══ Supplied material ══
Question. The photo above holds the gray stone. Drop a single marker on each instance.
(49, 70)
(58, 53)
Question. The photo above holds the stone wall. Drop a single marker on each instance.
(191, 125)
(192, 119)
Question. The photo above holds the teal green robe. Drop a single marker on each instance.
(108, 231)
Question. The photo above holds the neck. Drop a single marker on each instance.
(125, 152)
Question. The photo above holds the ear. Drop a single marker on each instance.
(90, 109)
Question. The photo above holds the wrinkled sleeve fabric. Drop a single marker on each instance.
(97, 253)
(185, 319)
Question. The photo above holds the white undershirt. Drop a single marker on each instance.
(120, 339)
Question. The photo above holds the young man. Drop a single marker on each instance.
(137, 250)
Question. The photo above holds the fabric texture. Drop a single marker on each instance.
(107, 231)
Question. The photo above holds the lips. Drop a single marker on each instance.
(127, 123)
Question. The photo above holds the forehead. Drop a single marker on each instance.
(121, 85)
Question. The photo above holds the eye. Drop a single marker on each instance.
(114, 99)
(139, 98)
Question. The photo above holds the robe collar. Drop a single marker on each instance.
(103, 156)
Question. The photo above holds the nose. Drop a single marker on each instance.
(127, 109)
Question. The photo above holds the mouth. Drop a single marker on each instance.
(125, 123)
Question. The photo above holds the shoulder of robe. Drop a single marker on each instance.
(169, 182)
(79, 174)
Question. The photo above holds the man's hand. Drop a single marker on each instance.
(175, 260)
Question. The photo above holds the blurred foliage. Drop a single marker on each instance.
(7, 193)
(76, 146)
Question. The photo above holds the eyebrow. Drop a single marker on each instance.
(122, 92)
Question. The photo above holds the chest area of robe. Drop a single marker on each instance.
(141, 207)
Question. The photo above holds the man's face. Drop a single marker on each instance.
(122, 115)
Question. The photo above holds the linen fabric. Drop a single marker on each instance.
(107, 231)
═══
Goal:
Exactly reproduce every line of the records.

Result of the task:
Question. The photo above holds the gray stone. Drop a single marker on each instance.
(49, 70)
(58, 53)
Question. The photo above holds the stone wall. Drop a single marker on each instance.
(191, 125)
(192, 119)
Question. The photo above holds the teal green robe. Drop a single marker on each instance.
(108, 231)
Question. The photo above holds the neck. Drop a single marker on each instance.
(125, 152)
Question. The photo above holds the ear. Drop a single marker on each instance.
(90, 109)
Question. The photo above holds the wrinkled sleeve fabric. Drop a single marker on each instance.
(97, 253)
(185, 319)
Question. The photo above holds the white undershirt. Drop a single marker on each instance.
(120, 339)
Question. The photo above holds the young man. Drop a single marker on each instance.
(137, 250)
Question. The photo above holds the fabric texture. Drop a single marker on each instance.
(107, 231)
Question. The photo above holds the lips. Drop a single marker on each instance.
(127, 123)
Question. The photo above holds the forehead. Drop a single marker on each instance.
(121, 85)
Question. The photo above holds the eye. Drop a single marker on each instance.
(114, 99)
(139, 98)
Question. The photo above holds the robe collar. Drop a single marker on each instance.
(103, 156)
Question. The photo above holds the nose. Drop a single marker on each instance.
(127, 109)
Question. The photo above holds the mouth. Drop a single marker on each instance.
(125, 123)
Question. The photo above holds the shoulder of robe. Drop a single marker on each instance.
(169, 182)
(79, 174)
Question. The photo above holds the man's hand. Drop a single marker on each instance.
(175, 260)
Question. The photo above holds the blurred foliage. Drop a single marker on each instance.
(7, 193)
(76, 146)
Question. The photo above holds the eyebrow. Drop a single marker on each instance.
(122, 92)
Question. The photo above holds the chest area of robe. Drop a single marker on each instance.
(141, 207)
Question. The photo above holds the man's face. Drop a single marker on each instance.
(122, 115)
Question. The photo above holds the linen fabric. Drop a single marker on each instance.
(107, 231)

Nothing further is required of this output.